WHAT YOU WILL DO: Nothing left out, nothing added: return the full set of records.

RECORDS SHOWN:

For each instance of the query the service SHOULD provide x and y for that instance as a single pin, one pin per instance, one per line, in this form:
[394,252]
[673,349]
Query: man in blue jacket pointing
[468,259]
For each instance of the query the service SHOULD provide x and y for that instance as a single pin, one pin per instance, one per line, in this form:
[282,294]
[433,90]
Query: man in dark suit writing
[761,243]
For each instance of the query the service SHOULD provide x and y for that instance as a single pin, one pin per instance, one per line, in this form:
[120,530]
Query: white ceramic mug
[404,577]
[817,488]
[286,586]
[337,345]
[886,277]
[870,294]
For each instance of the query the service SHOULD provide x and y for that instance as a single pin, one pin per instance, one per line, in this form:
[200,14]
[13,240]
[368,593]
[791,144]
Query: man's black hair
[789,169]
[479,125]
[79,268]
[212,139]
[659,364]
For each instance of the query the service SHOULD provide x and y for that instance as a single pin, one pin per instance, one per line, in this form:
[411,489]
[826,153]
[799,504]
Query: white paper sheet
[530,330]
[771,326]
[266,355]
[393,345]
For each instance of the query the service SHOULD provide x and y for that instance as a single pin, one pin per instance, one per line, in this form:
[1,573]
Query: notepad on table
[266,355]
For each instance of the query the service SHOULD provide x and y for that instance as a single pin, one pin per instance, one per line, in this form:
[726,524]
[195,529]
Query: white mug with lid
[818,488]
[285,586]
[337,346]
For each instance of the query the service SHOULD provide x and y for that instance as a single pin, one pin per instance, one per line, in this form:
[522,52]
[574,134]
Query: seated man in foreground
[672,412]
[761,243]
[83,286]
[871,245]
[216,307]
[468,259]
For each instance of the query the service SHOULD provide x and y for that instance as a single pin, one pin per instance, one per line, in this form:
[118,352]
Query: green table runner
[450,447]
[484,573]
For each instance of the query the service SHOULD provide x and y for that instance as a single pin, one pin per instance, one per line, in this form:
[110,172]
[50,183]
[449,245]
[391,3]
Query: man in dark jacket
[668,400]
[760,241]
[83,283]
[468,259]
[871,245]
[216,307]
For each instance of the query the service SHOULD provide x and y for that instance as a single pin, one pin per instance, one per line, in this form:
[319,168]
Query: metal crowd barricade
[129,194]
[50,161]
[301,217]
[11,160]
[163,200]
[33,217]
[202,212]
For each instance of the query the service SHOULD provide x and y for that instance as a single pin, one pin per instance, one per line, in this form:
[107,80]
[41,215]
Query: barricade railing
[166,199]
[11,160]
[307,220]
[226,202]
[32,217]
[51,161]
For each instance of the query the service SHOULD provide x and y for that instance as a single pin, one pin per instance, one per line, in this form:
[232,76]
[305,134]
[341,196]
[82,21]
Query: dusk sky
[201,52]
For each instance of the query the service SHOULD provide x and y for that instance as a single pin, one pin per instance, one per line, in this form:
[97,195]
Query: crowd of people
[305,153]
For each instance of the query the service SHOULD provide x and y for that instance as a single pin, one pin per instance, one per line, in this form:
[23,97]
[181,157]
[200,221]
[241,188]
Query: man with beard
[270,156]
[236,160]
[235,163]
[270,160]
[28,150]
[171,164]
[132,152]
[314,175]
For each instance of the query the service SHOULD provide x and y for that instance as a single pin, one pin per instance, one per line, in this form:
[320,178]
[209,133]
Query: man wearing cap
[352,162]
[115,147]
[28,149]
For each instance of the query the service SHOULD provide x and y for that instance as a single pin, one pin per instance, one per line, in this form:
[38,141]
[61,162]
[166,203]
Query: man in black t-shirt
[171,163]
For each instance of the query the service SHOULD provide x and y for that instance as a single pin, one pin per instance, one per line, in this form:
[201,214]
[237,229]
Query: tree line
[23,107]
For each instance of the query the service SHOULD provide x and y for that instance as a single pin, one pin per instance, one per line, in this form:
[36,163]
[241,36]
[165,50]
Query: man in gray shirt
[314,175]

ANSWER BOX:
For each instance of the query the service SHOULD provide x and y for that instance as a single pin, one pin per instance, one per line, in this form:
[394,252]
[673,349]
Query: man in blue jacket pointing
[468,259]
For each instance of the query the service SHOULD provide x and y for that instance as a single pin, one pin per instance, one per line, in this form:
[282,294]
[433,90]
Query: man in dark suit writing
[761,243]
For each instance of the query the service SHOULD provide x and y for that instance as a single pin, one pin per instance, one per line, in this form:
[120,530]
Query: white ceramic mug
[404,577]
[817,488]
[286,586]
[337,345]
[886,277]
[870,294]
For each instance of the query the service SHOULD provide x and y for that instance as a single pin, one pin per instance, one per line, in this form:
[200,14]
[13,240]
[368,593]
[791,144]
Query: man's black hair
[789,169]
[479,125]
[79,268]
[212,139]
[659,364]
For each instance of the query the service SHOULD provide x and y for that instance as a single pin, one pin per instance, one per line, in this form:
[411,489]
[826,153]
[799,504]
Query: white paper sheet
[530,330]
[771,326]
[266,355]
[393,345]
For each instance of the query the service SHOULD provide x and y for that instance as a single pin, one pin per instance, one per line, in this form:
[1,573]
Query: notepad on table
[266,355]
For each instance of the query the service SHOULD provide x and y for that instance as a single pin, one pin per instance, one per line, in this form:
[726,524]
[195,529]
Query: white mug with lid
[818,488]
[285,586]
[337,346]
For each instance of the query the service SHOULD provide x and y for that instance as a single pin, one pin per instance, one per line, in this form:
[522,52]
[574,134]
Query: seated man in foreground
[672,412]
[761,243]
[83,286]
[871,245]
[216,307]
[468,259]
For each instance of the query the service SHOULD provide x and y for that instance as a single pin, one pin per instance, one per line, in this form:
[118,352]
Query: green table runner
[450,447]
[484,573]
For each instance of the query the service SHOULD provide x and y for that instance as a single pin, one pin per instance, one per line, in this form:
[110,172]
[50,183]
[449,245]
[391,3]
Query: man in dark jacket
[668,400]
[760,241]
[83,283]
[468,259]
[871,245]
[216,307]
For each instance of the query the service SHOULD provide x and y for that instance as a single pin, one pin per instance, one per line, in this form:
[319,168]
Query: metal crowd barricade
[129,194]
[50,161]
[301,217]
[11,160]
[163,200]
[33,217]
[202,212]
For each instance of the query the service SHOULD provide x and y for that instance as a single pin, one pin per instance, one per line, in this form:
[107,80]
[41,215]
Query: barricade railing
[166,199]
[11,160]
[307,220]
[226,202]
[32,217]
[51,161]
For each instance of the query the service SHOULD provide x and y for that instance as a single pin, one pin per instance, one per line, in this form:
[232,76]
[305,134]
[341,196]
[82,21]
Query: dusk sky
[201,52]
For each instance of the query the service SHOULD provide x and y for that instance as a single pin, one pin per instance, one per line, in this form:
[97,195]
Query: crowd of people
[305,153]
For each instance of the query the service SHOULD provide x and y for that instance as a single pin, one pin per instance, one per line, in this form:
[23,97]
[181,157]
[200,221]
[241,188]
Query: man with beard
[270,156]
[236,160]
[235,163]
[270,160]
[28,150]
[171,164]
[132,152]
[314,175]
For each instance of the query the service SHOULD provide x and y for that instance as a single pin, one pin per instance, one per line, in this form:
[320,178]
[209,133]
Query: man wearing cap
[352,162]
[115,147]
[28,149]
For each instance of the query the service SHOULD provide x and y for that instance as a single pin, one pin per instance, one per line, in this form:
[38,141]
[61,162]
[166,203]
Query: man in black t-shirt
[171,163]
For each instance of the query the service SHOULD provide x and y for that instance as a single pin, one pin per instance, one per line, in this form:
[201,214]
[237,229]
Query: tree line
[23,107]
For each instance of the query the service SHOULD provide x and y for that instance as a single pin, one pin per instance, one per line, in this form:
[36,163]
[241,36]
[165,50]
Query: man in gray shirt
[314,175]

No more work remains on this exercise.